**ASSIGNMENT:** A single figure is the whole answer: the number of lines in the records that contain "beam".

[Referring expression data]
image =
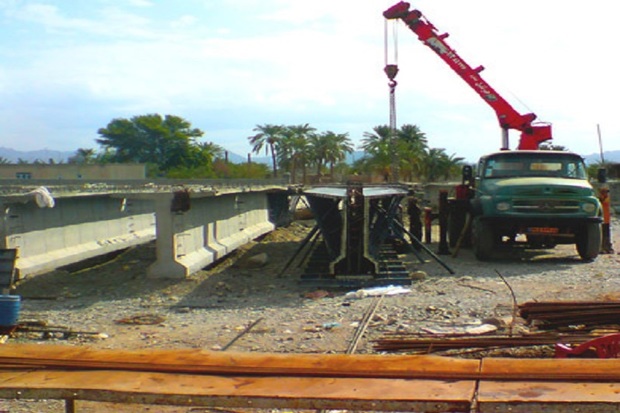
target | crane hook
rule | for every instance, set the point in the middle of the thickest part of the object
(391, 70)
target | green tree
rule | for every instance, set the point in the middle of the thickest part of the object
(437, 164)
(83, 156)
(378, 145)
(294, 149)
(330, 148)
(168, 142)
(411, 146)
(268, 137)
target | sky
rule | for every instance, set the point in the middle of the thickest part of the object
(69, 67)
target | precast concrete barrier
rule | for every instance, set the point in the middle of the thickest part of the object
(210, 227)
(72, 229)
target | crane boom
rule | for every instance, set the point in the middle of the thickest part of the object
(531, 134)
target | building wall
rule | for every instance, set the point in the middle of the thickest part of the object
(73, 171)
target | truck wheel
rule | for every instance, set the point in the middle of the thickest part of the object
(483, 239)
(589, 241)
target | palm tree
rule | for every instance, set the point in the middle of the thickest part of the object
(83, 156)
(268, 136)
(296, 148)
(411, 146)
(438, 164)
(379, 146)
(338, 145)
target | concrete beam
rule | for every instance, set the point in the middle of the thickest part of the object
(211, 228)
(74, 229)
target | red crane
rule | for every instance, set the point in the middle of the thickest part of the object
(531, 134)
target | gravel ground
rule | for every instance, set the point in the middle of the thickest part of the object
(114, 305)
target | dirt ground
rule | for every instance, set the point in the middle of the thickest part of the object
(113, 304)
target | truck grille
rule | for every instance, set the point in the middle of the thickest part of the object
(546, 206)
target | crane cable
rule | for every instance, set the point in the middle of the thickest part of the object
(391, 70)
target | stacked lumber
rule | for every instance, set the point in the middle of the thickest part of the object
(555, 314)
(308, 381)
(425, 344)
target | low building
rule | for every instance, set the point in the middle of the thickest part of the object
(73, 171)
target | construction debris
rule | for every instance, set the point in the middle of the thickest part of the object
(583, 314)
(425, 344)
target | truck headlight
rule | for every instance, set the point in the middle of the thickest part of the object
(503, 206)
(589, 208)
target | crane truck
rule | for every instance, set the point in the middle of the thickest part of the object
(528, 197)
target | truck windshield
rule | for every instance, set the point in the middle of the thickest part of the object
(532, 165)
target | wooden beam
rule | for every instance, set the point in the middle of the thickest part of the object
(239, 392)
(231, 363)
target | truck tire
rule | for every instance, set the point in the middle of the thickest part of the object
(484, 239)
(589, 241)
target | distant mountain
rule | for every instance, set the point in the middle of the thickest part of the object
(610, 156)
(43, 155)
(234, 158)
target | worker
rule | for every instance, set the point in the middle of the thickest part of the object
(415, 223)
(606, 246)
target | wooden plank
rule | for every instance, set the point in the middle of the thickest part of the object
(234, 391)
(544, 397)
(221, 363)
(572, 369)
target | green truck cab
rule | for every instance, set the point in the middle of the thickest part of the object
(537, 199)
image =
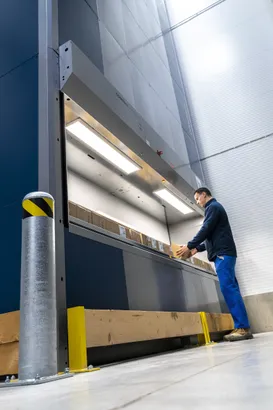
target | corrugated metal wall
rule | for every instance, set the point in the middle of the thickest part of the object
(227, 59)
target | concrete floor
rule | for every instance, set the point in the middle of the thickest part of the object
(224, 376)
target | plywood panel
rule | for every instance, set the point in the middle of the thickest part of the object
(9, 327)
(110, 327)
(9, 355)
(219, 322)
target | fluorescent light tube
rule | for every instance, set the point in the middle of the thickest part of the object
(115, 219)
(173, 201)
(102, 147)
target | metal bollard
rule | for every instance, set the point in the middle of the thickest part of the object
(38, 315)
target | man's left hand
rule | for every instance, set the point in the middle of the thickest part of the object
(184, 252)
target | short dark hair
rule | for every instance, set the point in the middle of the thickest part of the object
(203, 190)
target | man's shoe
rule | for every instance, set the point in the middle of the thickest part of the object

**ANSWER AREA:** 2